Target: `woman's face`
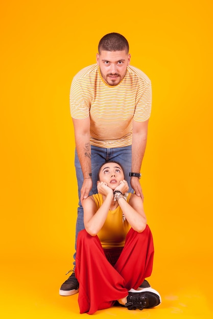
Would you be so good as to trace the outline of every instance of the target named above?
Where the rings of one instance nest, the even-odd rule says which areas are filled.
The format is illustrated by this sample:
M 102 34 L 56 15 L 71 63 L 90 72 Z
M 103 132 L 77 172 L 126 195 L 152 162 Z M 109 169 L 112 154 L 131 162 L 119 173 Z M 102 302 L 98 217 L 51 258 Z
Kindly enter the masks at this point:
M 107 184 L 112 189 L 115 189 L 120 182 L 124 179 L 124 174 L 121 166 L 117 163 L 104 164 L 99 173 L 99 180 Z

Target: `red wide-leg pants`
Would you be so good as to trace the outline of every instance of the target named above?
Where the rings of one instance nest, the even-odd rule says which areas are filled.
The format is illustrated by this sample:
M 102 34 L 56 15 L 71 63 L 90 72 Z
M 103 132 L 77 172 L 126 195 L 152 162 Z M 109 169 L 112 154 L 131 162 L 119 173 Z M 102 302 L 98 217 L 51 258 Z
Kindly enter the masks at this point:
M 94 313 L 136 289 L 151 275 L 153 261 L 152 235 L 148 225 L 141 233 L 131 228 L 114 267 L 107 260 L 98 236 L 79 232 L 75 274 L 79 282 L 80 313 Z

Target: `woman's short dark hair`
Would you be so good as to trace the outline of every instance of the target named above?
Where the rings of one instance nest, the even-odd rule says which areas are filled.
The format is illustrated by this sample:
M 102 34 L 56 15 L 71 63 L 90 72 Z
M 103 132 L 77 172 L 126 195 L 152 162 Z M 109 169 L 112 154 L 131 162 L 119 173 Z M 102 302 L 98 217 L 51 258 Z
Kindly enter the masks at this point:
M 105 163 L 104 163 L 103 164 L 102 164 L 102 165 L 101 165 L 101 166 L 100 166 L 100 168 L 99 168 L 99 171 L 98 171 L 98 180 L 100 180 L 100 179 L 99 179 L 99 175 L 100 175 L 100 171 L 101 171 L 101 168 L 102 168 L 102 167 L 103 167 L 103 166 L 104 165 L 105 165 L 105 164 L 107 164 L 107 163 L 115 163 L 115 164 L 117 164 L 118 165 L 119 165 L 120 166 L 121 166 L 121 169 L 122 170 L 123 172 L 123 173 L 124 173 L 124 179 L 125 179 L 125 174 L 124 174 L 124 169 L 123 169 L 123 168 L 122 165 L 121 164 L 120 164 L 120 163 L 119 162 L 116 162 L 116 161 L 106 161 L 105 162 Z
M 99 41 L 98 50 L 101 53 L 104 51 L 123 51 L 129 53 L 129 43 L 127 40 L 120 33 L 112 32 L 104 36 Z

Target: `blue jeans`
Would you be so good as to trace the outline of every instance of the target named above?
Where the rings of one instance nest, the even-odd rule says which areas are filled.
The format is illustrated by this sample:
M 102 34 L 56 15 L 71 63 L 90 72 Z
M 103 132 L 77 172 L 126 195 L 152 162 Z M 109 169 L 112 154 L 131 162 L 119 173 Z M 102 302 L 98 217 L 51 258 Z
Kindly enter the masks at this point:
M 130 185 L 130 177 L 129 173 L 131 172 L 132 165 L 132 146 L 115 148 L 103 148 L 97 146 L 91 146 L 91 164 L 92 177 L 92 189 L 89 193 L 91 195 L 97 193 L 98 173 L 101 165 L 106 161 L 115 161 L 122 166 L 124 170 L 124 176 L 129 185 L 129 193 L 133 193 L 134 191 Z M 80 200 L 81 197 L 81 189 L 83 182 L 83 174 L 81 165 L 78 159 L 76 149 L 75 157 L 75 166 L 76 171 L 76 176 L 78 181 L 78 196 L 79 198 L 79 207 L 78 208 L 78 217 L 76 228 L 76 242 L 75 248 L 76 250 L 76 241 L 78 234 L 80 230 L 84 229 L 84 211 Z M 76 253 L 74 254 L 74 268 L 76 264 Z

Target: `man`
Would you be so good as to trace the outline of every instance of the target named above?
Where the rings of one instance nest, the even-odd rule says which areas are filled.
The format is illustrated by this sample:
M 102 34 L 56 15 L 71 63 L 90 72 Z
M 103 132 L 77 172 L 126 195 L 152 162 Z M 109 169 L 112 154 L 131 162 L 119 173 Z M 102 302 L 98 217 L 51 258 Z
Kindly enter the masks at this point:
M 143 199 L 139 179 L 151 113 L 151 81 L 130 65 L 129 44 L 122 35 L 104 36 L 98 52 L 97 64 L 78 73 L 70 89 L 79 197 L 76 249 L 78 232 L 84 228 L 81 204 L 89 195 L 97 193 L 98 168 L 106 161 L 121 163 L 132 188 L 129 192 L 134 191 Z M 74 264 L 75 268 L 75 261 Z M 70 271 L 73 273 L 60 289 L 61 296 L 78 291 L 75 269 Z M 146 280 L 140 286 L 144 287 L 150 287 Z

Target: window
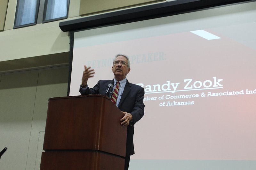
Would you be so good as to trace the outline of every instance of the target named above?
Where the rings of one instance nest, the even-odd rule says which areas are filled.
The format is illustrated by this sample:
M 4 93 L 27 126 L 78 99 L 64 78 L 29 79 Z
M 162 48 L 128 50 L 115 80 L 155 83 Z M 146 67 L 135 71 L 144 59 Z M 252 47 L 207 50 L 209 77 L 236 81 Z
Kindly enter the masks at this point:
M 69 0 L 45 0 L 43 22 L 67 18 Z
M 36 24 L 39 1 L 18 0 L 14 28 Z
M 13 28 L 42 23 L 42 18 L 43 23 L 68 18 L 69 0 L 41 0 L 41 4 L 40 1 L 18 0 Z

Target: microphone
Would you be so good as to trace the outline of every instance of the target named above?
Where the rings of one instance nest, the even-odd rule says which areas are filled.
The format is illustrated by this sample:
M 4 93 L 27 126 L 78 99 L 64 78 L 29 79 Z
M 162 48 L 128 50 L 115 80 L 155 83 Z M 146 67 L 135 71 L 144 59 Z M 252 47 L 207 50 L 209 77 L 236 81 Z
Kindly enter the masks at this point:
M 109 94 L 109 93 L 112 90 L 112 88 L 113 87 L 113 85 L 110 83 L 108 84 L 108 89 L 106 90 L 106 93 L 105 93 L 105 96 L 108 96 Z
M 1 151 L 1 152 L 0 152 L 0 157 L 1 157 L 1 156 L 2 156 L 3 154 L 4 154 L 4 153 L 5 152 L 5 151 L 6 151 L 7 149 L 7 148 L 5 147 L 4 148 L 4 149 L 2 150 L 2 151 Z

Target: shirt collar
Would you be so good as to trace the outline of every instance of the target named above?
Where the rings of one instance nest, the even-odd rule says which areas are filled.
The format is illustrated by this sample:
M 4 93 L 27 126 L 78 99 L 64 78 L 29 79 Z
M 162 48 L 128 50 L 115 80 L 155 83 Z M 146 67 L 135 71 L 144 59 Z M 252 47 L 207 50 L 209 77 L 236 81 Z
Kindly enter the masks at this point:
M 119 81 L 119 83 L 120 83 L 119 85 L 121 86 L 121 87 L 123 87 L 123 85 L 125 84 L 127 80 L 127 79 L 125 78 L 122 80 L 118 81 Z M 114 86 L 116 85 L 116 82 L 117 81 L 116 80 L 115 78 L 114 78 Z

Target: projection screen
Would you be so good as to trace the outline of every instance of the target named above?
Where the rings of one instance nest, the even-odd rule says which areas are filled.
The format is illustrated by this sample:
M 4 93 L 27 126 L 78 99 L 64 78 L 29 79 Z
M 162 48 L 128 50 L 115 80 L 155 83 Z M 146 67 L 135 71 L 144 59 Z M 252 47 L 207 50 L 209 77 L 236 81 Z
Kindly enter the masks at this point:
M 256 2 L 74 33 L 70 95 L 129 56 L 145 91 L 131 170 L 256 169 Z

※

→ Short exercise
Please format the items as a numbered list, from their first line through the line that contains "M 107 184 L", both included. Skip blank lines and leave out the pictures.

→ Output for this task
1. Target: `woman's face`
2. Would you be so good as to trace the outline of every instance of the target named above?
3. Where the rings of one instance nest, the even-odd rule says which areas are filled.
4. The format is illustrated by this sample:
5. M 102 34 L 56 15 L 71 63 L 90 72 Z
6. M 103 132 L 77 172 L 126 195 L 152 162 Z M 109 169 L 112 154 L 131 162 L 119 173 Z M 102 302 L 98 217 L 51 258 Z
7. Kindly enter the masks at this point:
8. M 107 184 L 112 189 L 115 189 L 120 182 L 124 179 L 124 174 L 121 166 L 117 163 L 104 164 L 99 173 L 99 180 Z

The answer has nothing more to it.